▶ **DATA RECORDS**

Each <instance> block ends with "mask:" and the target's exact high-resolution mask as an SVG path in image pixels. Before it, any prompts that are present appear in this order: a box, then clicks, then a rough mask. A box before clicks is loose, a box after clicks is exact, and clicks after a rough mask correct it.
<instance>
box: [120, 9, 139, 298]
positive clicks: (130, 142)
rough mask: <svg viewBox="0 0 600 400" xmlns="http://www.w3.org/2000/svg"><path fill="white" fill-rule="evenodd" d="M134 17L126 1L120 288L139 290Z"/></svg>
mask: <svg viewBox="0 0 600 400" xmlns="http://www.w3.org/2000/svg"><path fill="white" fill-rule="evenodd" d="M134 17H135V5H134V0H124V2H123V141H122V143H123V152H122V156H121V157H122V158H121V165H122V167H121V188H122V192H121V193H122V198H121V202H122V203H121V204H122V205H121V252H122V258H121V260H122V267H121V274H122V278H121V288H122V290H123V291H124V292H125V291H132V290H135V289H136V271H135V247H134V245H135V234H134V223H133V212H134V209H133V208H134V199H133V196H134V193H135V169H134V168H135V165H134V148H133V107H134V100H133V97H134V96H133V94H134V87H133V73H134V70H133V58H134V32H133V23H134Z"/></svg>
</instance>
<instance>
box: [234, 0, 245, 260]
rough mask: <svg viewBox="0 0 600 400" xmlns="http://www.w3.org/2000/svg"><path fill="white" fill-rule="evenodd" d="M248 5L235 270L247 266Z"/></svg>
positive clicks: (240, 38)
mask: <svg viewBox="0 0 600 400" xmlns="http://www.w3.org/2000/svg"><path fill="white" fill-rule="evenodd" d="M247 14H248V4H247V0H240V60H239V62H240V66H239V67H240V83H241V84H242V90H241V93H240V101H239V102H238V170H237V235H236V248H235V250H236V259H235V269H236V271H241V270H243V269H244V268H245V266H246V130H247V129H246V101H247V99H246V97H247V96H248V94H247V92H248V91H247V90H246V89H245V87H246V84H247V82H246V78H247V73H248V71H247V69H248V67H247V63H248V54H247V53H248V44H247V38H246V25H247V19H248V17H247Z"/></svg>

▶ **HOW TO COMPLETE THIS TASK**
Only the lines above that include the word "instance" belong in the answer; copy each one.

▶ **TASK RESULT**
Each <instance> block ends with "mask:" and the target's exact high-resolution mask as an SVG path in image pixels. Before it, any prompts that are present appear in this order: a box, then clicks, then a rough mask. A box before clicks is loose, a box after clicks is exact, and clicks after a rough mask correct it.
<instance>
</instance>
<instance>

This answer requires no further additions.